• _Quelle_
======

Bürgergeld – selten hat ein Wort die Frage aufgeworfen, ob es sich überhaupt noch lohnt, weiterhin arbeiten zu gehen. Die Bundespolitik reibt sich an dem Thema. Die einen wollen knallhart durchgreifen: Menschen sollen mit allen Mitteln ans Arbeiten gebracht werden, weil es viele freie Stellen gibt und Arbeitskräfte fehlen. Die anderen sehen sich in der Einführung des Bürgergeldes bestätigt und eine – sorry für die Wortwahl –  mutmaßliche„Faulheit“ in der Gruppe der Bürgergeldempfänger gibt es nicht. Wie sieht es im Kreis Leer aus? Wie viele Menschen leben hier aktuell vom Geld des Jobcenters? Wie viele dieser Bürgergeld-Empfänger könnten in Arbeit zurückvermittelt werden? Wie lange bleiben sie in ihren neuen Jobs oder werfen sie bereits nach wenigen Tagen das Handtuch?

Die Antworten kann – teilweise – das Zentrum für Arbeit („Jobcenter“) des Kreises Leer geben. Als Erstes der Blick in die Statistik: Im Kreis Leer sagen die verfügbaren Daten aus, dass es 4.927 Bedarfsgemeinschaften (Haushalte mit Empfängern von Leistungen) gibt. Insgesamt haben 9.832 Menschen Anspruch auf Leistungen. Zieht man davon schulpflichte Kinder unter 15 Jahren und Erwerbsunfähige ab, zeigt sich, dass nur knapp die Hälfte – also 5.000 – überhaupt in Jobs vermittelt werden könnte. Der andere, große Teil hat Daueransprüche. Was bei der Zahl der Leistungsempfänger insgesatm noch zur Wahrheit dazugehört: Der Anteil der Menschen mit Migrationshintergrund ist seit 2013 – also vor der Flüchtlingswelle 2015 und dem Ukraine-Krieg – um fast das Fünffache gestiegen, von 850 auf nunmehr 3.880 Personen.

======

[Einträge eines Datensatzes]

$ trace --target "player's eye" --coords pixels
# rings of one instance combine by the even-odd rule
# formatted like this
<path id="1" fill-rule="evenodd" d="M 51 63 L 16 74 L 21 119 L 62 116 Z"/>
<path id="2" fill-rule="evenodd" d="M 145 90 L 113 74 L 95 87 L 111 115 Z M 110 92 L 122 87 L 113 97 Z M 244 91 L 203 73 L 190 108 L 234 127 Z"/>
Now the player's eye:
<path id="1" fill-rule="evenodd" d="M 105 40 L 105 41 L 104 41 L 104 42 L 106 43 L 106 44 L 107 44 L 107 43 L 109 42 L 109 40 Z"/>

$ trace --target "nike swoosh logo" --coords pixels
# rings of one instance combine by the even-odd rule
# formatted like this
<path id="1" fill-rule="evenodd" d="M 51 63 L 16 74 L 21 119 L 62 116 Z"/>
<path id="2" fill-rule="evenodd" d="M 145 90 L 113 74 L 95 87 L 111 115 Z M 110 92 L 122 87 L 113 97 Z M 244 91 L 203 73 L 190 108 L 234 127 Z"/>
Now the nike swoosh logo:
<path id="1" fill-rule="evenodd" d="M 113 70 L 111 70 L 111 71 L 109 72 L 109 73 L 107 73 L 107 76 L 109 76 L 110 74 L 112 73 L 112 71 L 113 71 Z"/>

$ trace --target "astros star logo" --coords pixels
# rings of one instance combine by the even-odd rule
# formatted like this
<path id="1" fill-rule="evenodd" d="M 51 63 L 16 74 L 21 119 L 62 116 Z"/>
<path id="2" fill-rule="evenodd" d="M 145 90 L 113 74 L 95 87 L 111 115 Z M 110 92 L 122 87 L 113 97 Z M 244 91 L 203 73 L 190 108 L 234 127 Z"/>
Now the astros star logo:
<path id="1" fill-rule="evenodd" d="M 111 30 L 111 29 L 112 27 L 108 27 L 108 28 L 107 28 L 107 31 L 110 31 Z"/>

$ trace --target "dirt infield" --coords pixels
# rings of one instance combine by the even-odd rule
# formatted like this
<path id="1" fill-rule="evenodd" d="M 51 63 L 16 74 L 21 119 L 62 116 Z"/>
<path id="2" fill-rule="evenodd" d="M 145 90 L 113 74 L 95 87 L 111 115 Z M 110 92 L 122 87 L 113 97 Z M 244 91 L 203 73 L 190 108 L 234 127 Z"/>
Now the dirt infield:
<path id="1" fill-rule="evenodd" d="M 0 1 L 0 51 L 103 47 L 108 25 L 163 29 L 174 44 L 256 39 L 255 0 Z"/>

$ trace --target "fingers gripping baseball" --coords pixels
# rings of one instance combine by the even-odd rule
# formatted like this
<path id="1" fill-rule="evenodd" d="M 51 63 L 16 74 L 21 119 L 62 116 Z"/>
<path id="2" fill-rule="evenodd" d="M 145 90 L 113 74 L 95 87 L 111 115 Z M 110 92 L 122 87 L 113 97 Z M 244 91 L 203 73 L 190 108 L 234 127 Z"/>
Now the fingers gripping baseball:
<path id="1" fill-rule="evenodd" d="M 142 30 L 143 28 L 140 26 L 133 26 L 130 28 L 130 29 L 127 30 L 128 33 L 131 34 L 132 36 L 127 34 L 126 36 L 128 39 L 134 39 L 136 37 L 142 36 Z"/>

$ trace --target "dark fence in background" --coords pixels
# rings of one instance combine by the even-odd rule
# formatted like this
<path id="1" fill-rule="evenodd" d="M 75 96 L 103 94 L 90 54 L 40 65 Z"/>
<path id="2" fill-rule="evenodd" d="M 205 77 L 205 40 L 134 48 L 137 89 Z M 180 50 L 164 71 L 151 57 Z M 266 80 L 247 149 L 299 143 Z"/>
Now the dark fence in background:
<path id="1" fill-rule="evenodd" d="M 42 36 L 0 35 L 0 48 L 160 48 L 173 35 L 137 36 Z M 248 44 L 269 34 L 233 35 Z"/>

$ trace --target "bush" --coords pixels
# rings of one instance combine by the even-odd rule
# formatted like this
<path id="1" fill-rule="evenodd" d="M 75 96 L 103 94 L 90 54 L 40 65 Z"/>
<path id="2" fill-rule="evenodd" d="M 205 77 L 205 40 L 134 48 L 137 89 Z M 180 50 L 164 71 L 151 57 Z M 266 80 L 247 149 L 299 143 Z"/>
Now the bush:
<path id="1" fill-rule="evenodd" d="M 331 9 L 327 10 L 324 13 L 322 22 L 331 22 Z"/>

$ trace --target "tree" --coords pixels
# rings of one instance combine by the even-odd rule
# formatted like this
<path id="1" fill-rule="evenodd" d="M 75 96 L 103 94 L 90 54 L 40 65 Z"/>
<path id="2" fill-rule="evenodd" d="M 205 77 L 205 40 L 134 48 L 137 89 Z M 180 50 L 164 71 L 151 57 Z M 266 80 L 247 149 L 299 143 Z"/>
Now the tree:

======

• _Aufgabe 1_
Wie viele Bedarfsgemeinschaften gibt es laut dem Text zum Bürgergeld im Kreis Leer?
• _Aufgabe 2_
Schreibe die Fortsetzung des Textes zum Bürgergeld im Kreis Leer, beginnend nach dessen letztem Satz.

• _Antwort 1_
Im Kreis Leer gibt es 4.927 Bedarfsgemeinschaften.

• _Antwort 2_
Wie erfolgreich ist das Leeraner Jobcenter, Menschen in die tägliche Arbeit zurückzubringen? Bei einem sehr großen Teil der Erwerbslosen ist es schwierig, wenn nicht gar unmöglich. Jeder vierte Leistungsempfänger ist länger als zwei Jahre ohne Job, über 30 Prozent sogar länger als vier Jahre. Dennoch gelingt es: 2023 traten 1.219 Personen eine sozialversicherungspflichtige Arbeit an, 339 starteten Jobs ohne Versicherungspflicht. Eine beachtenswerte Quote für das Jobcenter mit seinen heute 161 Vollzeitstellen, wovon 81 in der Jobvermittlung agieren. Landesweit liegt das Jobcenter Leer, bei dem das Personal seit 2013 um über 20 Prozent reduziert wurde, damit auf Platz 10 von 45. Potenzial zur weiteren Vermittlung besteht dennoch: 702 offene Stellen sind bei der Arbeitsagentur für den Bereich Leer gemeldet, für die Region Leer-Emden sind fast 1.500 Ausbildungsplätze unbesetzt. Das sind offizielle Zahlen, wobei bei weitem nicht alle Arbeitgeber ihre freien Stellen der Agentur für Arbeit melden.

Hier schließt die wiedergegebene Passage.